→ **The request**
Go through the listing and pull out every line containing the string "bare". Copy each such line unchanged, in its original order.
****************************************
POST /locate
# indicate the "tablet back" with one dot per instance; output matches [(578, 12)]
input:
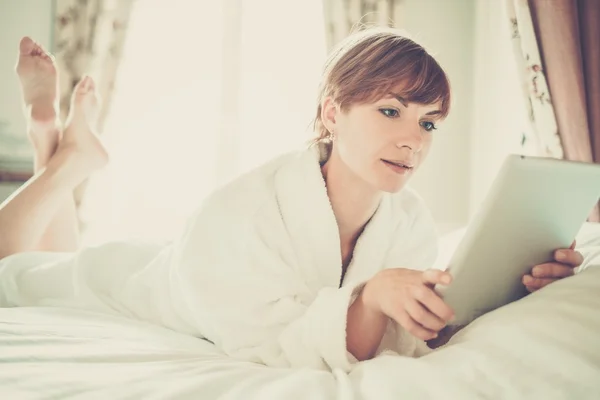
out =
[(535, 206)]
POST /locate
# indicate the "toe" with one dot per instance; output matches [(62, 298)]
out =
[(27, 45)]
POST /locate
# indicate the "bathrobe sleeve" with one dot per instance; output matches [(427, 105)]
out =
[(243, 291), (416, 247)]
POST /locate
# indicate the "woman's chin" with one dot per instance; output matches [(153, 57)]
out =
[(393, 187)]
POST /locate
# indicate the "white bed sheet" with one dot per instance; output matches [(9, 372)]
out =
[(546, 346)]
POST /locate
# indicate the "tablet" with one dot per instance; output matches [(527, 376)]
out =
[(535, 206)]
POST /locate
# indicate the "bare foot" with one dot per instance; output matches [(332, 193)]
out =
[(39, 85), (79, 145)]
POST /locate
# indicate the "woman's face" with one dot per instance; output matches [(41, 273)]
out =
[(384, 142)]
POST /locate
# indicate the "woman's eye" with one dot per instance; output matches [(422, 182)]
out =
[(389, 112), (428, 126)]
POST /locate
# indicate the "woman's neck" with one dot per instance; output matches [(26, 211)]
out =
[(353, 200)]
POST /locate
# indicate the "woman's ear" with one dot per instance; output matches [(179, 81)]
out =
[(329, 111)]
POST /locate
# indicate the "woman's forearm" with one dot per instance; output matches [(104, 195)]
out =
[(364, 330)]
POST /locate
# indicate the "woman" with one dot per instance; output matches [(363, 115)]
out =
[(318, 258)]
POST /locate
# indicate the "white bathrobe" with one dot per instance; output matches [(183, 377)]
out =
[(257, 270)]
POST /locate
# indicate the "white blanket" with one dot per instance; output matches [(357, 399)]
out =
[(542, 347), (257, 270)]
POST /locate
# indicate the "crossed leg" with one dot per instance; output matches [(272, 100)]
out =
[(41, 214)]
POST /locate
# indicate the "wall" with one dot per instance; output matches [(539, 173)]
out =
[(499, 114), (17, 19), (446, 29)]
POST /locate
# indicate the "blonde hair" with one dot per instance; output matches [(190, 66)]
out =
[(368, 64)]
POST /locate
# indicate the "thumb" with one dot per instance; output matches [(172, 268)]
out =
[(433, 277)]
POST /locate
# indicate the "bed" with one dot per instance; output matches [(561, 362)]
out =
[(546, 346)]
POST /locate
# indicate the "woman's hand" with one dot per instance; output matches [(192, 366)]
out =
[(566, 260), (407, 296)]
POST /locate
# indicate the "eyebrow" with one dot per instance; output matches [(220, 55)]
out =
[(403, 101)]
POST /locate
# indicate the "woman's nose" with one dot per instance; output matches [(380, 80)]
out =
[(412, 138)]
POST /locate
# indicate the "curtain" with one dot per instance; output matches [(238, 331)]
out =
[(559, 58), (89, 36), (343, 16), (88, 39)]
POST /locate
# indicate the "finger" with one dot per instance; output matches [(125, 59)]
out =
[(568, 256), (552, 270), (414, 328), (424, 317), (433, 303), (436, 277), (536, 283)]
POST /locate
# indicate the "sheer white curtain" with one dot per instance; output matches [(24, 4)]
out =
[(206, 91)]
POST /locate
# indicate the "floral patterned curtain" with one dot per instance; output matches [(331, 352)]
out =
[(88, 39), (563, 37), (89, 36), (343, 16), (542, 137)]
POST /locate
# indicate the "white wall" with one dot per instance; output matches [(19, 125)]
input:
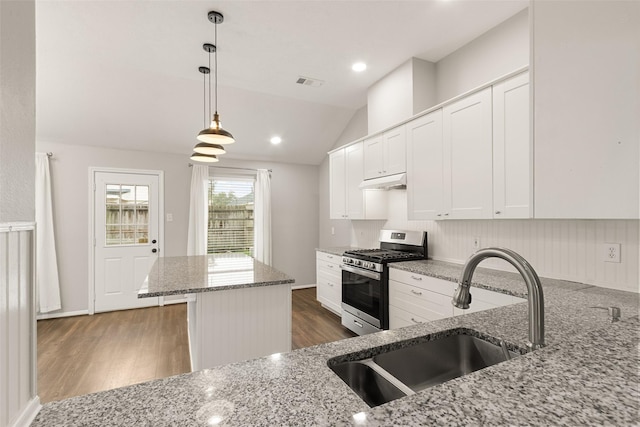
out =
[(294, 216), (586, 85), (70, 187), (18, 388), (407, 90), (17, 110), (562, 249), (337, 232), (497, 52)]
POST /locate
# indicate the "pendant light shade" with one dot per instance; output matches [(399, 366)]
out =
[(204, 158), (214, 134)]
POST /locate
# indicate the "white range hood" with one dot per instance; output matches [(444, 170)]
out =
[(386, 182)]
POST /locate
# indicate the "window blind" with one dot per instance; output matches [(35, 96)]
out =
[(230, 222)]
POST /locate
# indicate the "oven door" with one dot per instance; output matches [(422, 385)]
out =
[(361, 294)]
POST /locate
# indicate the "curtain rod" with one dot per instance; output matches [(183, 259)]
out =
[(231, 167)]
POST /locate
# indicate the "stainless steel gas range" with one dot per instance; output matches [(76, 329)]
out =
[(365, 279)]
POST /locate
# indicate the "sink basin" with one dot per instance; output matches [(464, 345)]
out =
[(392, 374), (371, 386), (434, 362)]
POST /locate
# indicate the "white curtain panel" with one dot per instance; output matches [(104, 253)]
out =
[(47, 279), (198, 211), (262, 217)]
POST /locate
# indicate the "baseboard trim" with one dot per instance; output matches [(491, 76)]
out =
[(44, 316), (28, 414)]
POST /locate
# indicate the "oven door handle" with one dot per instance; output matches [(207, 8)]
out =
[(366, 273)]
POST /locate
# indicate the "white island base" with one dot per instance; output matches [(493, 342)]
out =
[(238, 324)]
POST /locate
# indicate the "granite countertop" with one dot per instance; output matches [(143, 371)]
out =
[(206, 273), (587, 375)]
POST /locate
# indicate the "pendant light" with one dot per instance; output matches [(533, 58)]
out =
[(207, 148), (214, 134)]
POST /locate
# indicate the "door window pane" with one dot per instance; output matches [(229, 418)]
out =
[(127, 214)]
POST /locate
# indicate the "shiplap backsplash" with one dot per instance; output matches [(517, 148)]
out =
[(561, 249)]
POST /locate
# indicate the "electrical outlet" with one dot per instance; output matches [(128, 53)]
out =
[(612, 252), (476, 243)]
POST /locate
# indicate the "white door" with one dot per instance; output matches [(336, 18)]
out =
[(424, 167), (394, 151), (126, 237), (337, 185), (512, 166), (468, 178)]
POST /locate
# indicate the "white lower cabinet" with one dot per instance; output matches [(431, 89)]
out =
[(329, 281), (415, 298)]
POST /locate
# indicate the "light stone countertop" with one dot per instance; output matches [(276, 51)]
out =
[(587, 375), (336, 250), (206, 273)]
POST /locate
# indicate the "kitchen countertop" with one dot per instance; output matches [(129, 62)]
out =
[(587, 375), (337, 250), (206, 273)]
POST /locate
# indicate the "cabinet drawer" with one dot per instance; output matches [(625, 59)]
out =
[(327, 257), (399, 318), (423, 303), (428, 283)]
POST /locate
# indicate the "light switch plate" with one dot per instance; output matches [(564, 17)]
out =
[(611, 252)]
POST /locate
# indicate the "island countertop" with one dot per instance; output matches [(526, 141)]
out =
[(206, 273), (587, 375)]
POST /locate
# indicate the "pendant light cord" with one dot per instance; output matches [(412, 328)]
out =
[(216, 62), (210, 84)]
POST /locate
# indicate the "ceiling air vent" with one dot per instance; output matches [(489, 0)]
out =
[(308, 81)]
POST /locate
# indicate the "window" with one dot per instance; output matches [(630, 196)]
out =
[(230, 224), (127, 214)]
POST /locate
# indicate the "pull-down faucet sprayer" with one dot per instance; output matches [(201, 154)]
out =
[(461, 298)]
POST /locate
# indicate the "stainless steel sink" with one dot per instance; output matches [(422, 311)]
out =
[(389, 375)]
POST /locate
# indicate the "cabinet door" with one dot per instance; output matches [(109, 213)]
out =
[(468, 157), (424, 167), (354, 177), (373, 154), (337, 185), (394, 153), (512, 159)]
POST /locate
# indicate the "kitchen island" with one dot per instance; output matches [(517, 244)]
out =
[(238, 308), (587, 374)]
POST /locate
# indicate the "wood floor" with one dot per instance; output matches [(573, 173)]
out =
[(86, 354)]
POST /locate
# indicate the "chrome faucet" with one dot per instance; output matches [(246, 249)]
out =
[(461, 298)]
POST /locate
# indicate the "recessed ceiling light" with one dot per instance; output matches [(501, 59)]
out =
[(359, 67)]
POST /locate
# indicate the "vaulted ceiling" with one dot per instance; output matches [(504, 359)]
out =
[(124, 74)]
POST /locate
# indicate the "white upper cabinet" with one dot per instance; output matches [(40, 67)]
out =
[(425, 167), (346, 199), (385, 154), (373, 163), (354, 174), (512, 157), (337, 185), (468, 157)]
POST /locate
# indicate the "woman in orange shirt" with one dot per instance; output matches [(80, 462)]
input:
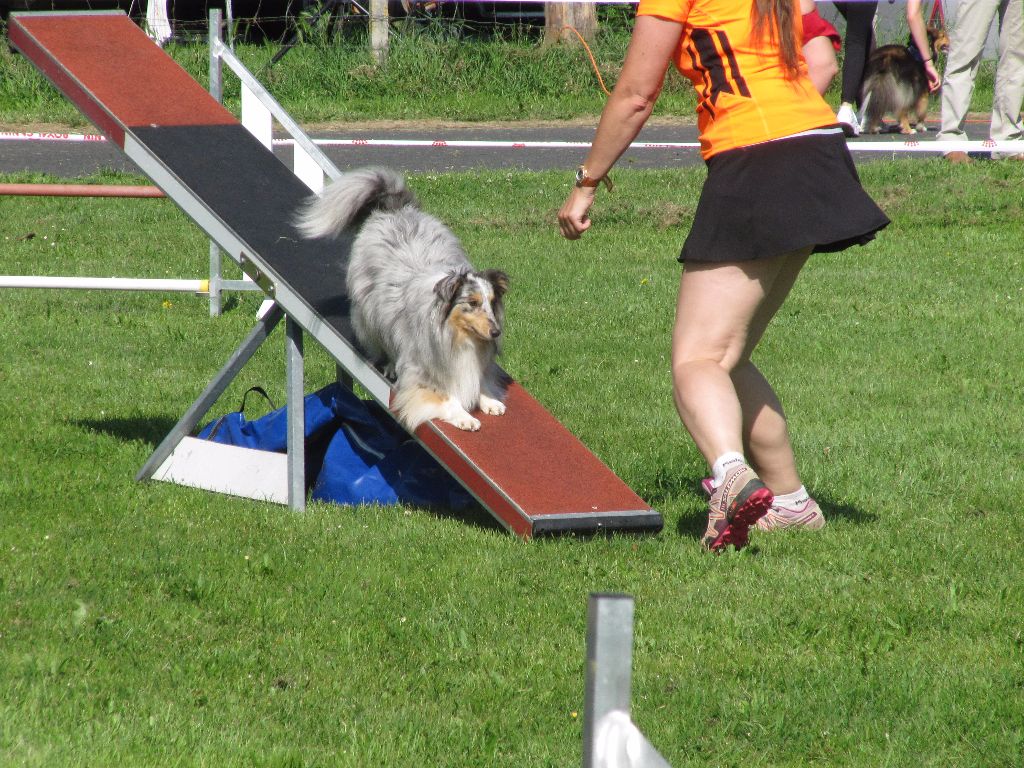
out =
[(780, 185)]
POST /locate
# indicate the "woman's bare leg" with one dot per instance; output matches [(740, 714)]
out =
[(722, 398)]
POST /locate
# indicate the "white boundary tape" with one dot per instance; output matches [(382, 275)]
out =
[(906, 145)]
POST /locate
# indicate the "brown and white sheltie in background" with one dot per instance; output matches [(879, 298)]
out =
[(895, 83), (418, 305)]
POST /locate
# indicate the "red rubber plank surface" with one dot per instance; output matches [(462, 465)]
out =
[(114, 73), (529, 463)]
****************************************
→ **Task output**
# indicate the "bare foot" with one dot per instance; output matches [(332, 193)]
# indicate the "woman's bare leg" with one dot per instance; output matches [(740, 714)]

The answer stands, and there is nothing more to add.